▶ DESCRIPTION OF THE TASK
Reproduce all of the records below, substituting "draw a separate outline for every instance" for every occurrence of "each instance gets its own outline" and leaving everything else unchanged. Omit the pictures from your output.

▶ GIVEN DATA
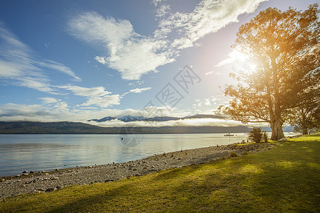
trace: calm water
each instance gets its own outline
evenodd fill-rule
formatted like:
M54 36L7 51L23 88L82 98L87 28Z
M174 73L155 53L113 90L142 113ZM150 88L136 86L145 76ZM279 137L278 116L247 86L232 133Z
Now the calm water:
M246 140L244 133L144 135L137 146L119 135L0 135L0 177L141 159L154 154ZM236 136L235 136L236 135ZM122 138L123 139L123 138Z

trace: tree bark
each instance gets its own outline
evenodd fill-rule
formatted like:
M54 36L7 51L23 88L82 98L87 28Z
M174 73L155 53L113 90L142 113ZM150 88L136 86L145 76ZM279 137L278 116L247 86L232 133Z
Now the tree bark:
M303 128L302 134L307 135L308 134L308 128Z
M279 118L275 118L270 124L271 125L271 140L277 141L284 138L284 134L282 130L282 121Z

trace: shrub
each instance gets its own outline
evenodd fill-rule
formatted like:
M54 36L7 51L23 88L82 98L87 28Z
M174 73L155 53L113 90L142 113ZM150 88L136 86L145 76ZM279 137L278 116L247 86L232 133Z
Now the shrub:
M262 139L262 132L261 128L253 128L250 132L247 137L250 141L260 143Z
M265 131L263 131L263 141L265 141L265 143L268 142L268 134Z

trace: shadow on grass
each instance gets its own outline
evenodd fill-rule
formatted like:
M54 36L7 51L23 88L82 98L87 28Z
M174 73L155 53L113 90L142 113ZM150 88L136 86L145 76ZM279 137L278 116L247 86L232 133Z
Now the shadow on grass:
M51 201L41 206L50 212L319 212L319 143L282 143L267 152L63 190L37 202Z

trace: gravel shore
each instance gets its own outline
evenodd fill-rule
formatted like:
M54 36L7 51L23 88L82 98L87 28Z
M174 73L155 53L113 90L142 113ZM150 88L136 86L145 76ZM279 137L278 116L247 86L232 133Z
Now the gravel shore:
M115 181L127 177L140 176L161 170L228 158L231 152L240 155L244 153L264 151L274 146L269 143L217 146L167 153L123 163L29 173L20 176L1 178L0 199L24 193L50 192L69 185Z

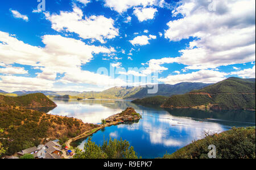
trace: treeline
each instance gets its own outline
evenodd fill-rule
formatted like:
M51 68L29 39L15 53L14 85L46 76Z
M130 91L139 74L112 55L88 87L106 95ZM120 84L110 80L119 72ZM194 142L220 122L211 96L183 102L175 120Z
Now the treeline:
M56 107L56 104L41 93L29 94L18 97L0 95L0 107Z
M217 159L255 159L255 129L233 128L220 134L206 134L164 159L208 159L210 145L216 148Z
M105 141L102 146L92 142L92 138L84 144L84 151L77 148L74 159L138 159L134 148L129 142L117 139Z
M0 107L0 143L11 155L42 143L46 138L72 138L97 125L84 124L73 118L46 114L28 109Z
M230 78L200 90L172 96L147 97L132 101L171 108L255 109L255 79Z

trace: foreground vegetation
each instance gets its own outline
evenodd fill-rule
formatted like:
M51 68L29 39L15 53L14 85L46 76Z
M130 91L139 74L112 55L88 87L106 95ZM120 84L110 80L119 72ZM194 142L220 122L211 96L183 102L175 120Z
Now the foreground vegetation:
M64 142L68 138L98 126L74 118L26 109L55 105L42 94L15 97L0 96L0 157L51 139Z
M168 97L157 96L154 97L146 97L143 99L137 99L133 100L131 103L143 105L160 106L169 99Z
M147 97L132 101L142 105L161 105L170 108L200 109L255 109L255 79L230 78L189 93Z
M255 159L255 128L233 128L220 134L207 135L164 159L208 159L208 146L216 146L217 159Z
M117 139L104 141L102 146L98 146L89 138L85 143L84 151L76 149L74 159L138 159L137 154L129 142Z
M0 95L0 107L6 105L24 108L56 107L57 106L54 102L40 93L18 97Z

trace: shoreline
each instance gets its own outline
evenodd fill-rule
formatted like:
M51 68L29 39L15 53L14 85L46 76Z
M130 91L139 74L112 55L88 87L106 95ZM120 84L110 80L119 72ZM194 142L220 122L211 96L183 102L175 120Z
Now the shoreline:
M110 122L110 123L106 123L105 125L101 125L100 127L98 127L98 128L93 129L90 130L85 131L85 132L83 133L82 134L81 134L75 138L69 139L65 144L66 144L67 146L68 146L69 148L70 148L71 146L70 144L72 142L76 142L76 141L77 141L79 139L82 139L82 138L87 138L89 136L98 132L101 129L104 129L106 127L110 127L110 126L114 126L114 125L118 125L122 123L123 123L123 122L120 121L113 122Z
M131 113L133 113L131 114ZM105 123L104 124L101 124L100 126L96 128L86 131L78 136L69 139L65 144L67 146L70 148L70 144L72 142L76 142L82 138L87 138L89 135L96 133L100 130L106 127L117 125L126 122L134 122L138 120L139 121L139 120L141 120L142 118L142 116L139 113L137 113L133 108L127 108L125 111L123 111L122 113L114 114L105 119L104 121Z

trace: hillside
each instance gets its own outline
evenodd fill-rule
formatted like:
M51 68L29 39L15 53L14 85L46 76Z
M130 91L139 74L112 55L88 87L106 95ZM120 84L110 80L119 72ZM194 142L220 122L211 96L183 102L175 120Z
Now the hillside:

▶ SOLUTION
trace: calm water
draw a separate outline for every instance
evenodd fill-rule
formatted like:
M54 36L7 51L23 88L82 98L87 28Z
M174 73L155 53L113 90L142 113ZM150 88L136 86L145 76ZM279 137L278 116L247 86L232 133Z
Now the calm water:
M246 140L244 133L144 135L137 146L119 135L0 135L0 177L141 159L154 154ZM236 136L235 136L236 135ZM122 138L123 139L123 138Z

trace: tree bark
draw a separate outline for every instance
evenodd fill-rule
formatted like:
M54 36L7 51L23 88L82 98L87 28Z
M174 73L155 53L113 90L142 113ZM150 88L136 86L145 76ZM279 137L278 116L247 86L232 133Z
Now the tree bark:
M303 128L302 134L307 135L308 134L308 128Z
M279 118L275 118L270 124L271 125L271 140L277 141L284 138L284 134L282 130L282 121Z

trace: shrub
draw a separate outline for every instance
evenodd fill-rule
formatted like:
M54 36L7 51L23 88L82 98L87 28Z
M174 73L155 53L113 90L142 113ZM150 88L136 86L145 76ZM279 137L278 116L247 86L232 133Z
Now the shrub:
M262 139L262 132L261 128L253 128L250 132L247 137L250 141L260 143Z
M265 131L263 131L263 141L265 141L265 143L268 142L268 134Z

trace: shadow on grass
draw a separate outline for every instance
evenodd fill-rule
formatted like:
M54 36L7 51L23 88L82 98L87 28Z
M174 73L155 53L113 90L142 113ZM150 88L136 86L145 76ZM279 137L278 116L247 86L232 133Z
Now the shadow on grass:
M51 201L41 206L50 212L319 212L319 143L282 143L267 152L63 190L37 202Z

trace: gravel shore
draw a separate outline for every instance
evenodd fill-rule
formatted like:
M54 36L7 51L23 88L82 98L87 28Z
M174 73L155 53L113 90L142 113ZM150 88L136 86L145 76ZM279 137L278 116L247 86L232 133Z
Now the gravel shore:
M115 181L127 177L140 176L161 170L228 158L231 152L240 155L244 153L264 151L274 146L269 143L217 146L167 153L123 163L29 173L20 176L1 178L0 199L24 193L50 192L69 185Z

trace: treeline
draw a separate outline for every instance
evenodd fill-rule
formatted like:
M51 68L29 39L15 53L14 85L46 76Z
M130 91L139 74L112 55L88 87L106 95ZM120 84L110 80L119 72ZM194 142L220 122L211 96L183 102L175 120Z
Now the treeline:
M56 107L56 104L41 93L29 94L18 97L0 95L0 107Z
M217 159L255 159L255 129L233 128L220 134L206 134L164 159L208 159L210 145L216 148Z
M105 141L102 146L92 142L92 138L84 144L84 151L77 148L74 159L138 159L134 148L129 142L117 139Z
M0 107L0 143L11 155L42 143L46 138L72 138L97 125L84 124L73 118L46 114L28 109Z
M230 78L200 90L172 96L147 97L132 101L171 108L255 109L255 79Z

trace: foreground vegetation
draw a separate outline for every instance
evenodd fill-rule
formatted like:
M51 68L29 39L15 53L14 85L46 76Z
M130 91L139 74L112 55L88 87L106 95ZM120 84L110 80L119 72ZM194 142L220 122L211 96L183 102L175 120Z
Now the foreground vegetation:
M64 142L68 138L98 126L74 118L26 109L55 105L42 94L15 97L0 96L0 157L51 139Z
M168 97L157 96L154 97L146 97L143 99L137 99L133 100L131 103L143 105L160 106L169 99Z
M147 97L132 101L142 105L161 105L170 108L200 109L255 109L255 79L230 78L189 93Z
M255 159L255 128L233 128L220 134L207 135L164 159L208 159L208 146L216 146L217 159Z
M117 139L104 141L102 146L98 146L89 138L85 143L84 151L76 149L74 159L138 159L137 154L129 142Z
M0 95L0 107L6 105L24 108L56 107L57 106L54 102L40 93L18 97Z

trace: shoreline
draw a separate outline for every instance
evenodd fill-rule
formatted like:
M51 68L29 39L15 53L14 85L46 76Z
M130 91L139 74L112 55L88 87L106 95ZM120 84L110 80L119 72ZM194 142L220 122L211 96L183 102L175 120Z
Now the shoreline:
M110 122L110 123L106 123L105 125L101 125L100 127L98 127L98 128L93 129L90 130L85 131L85 132L83 133L82 134L81 134L75 138L69 139L65 144L66 144L67 146L68 146L69 148L70 148L71 146L70 144L72 142L76 142L76 141L77 141L79 139L82 139L82 138L87 138L89 136L98 132L101 129L104 129L106 127L110 127L110 126L114 126L114 125L118 125L122 123L123 123L123 122L120 121L113 122Z
M131 113L133 113L131 114ZM105 123L104 124L101 124L100 126L96 128L86 131L78 136L69 139L65 144L67 146L70 148L70 144L72 142L76 142L82 138L87 138L89 135L96 133L100 130L106 127L117 125L126 122L134 122L138 120L139 121L139 120L141 120L142 118L142 116L139 113L137 113L133 108L127 108L125 111L123 111L122 113L114 114L105 119L104 121Z

trace: hillside
draw a separate outline for every instance
evenodd fill-rule
formatted like:
M51 68L29 39L15 53L14 85L46 76Z
M130 91L139 74L112 55L88 87L106 95ZM120 84L110 80L119 72ZM194 142L220 122L211 96L183 102L175 120Z
Now the hillside:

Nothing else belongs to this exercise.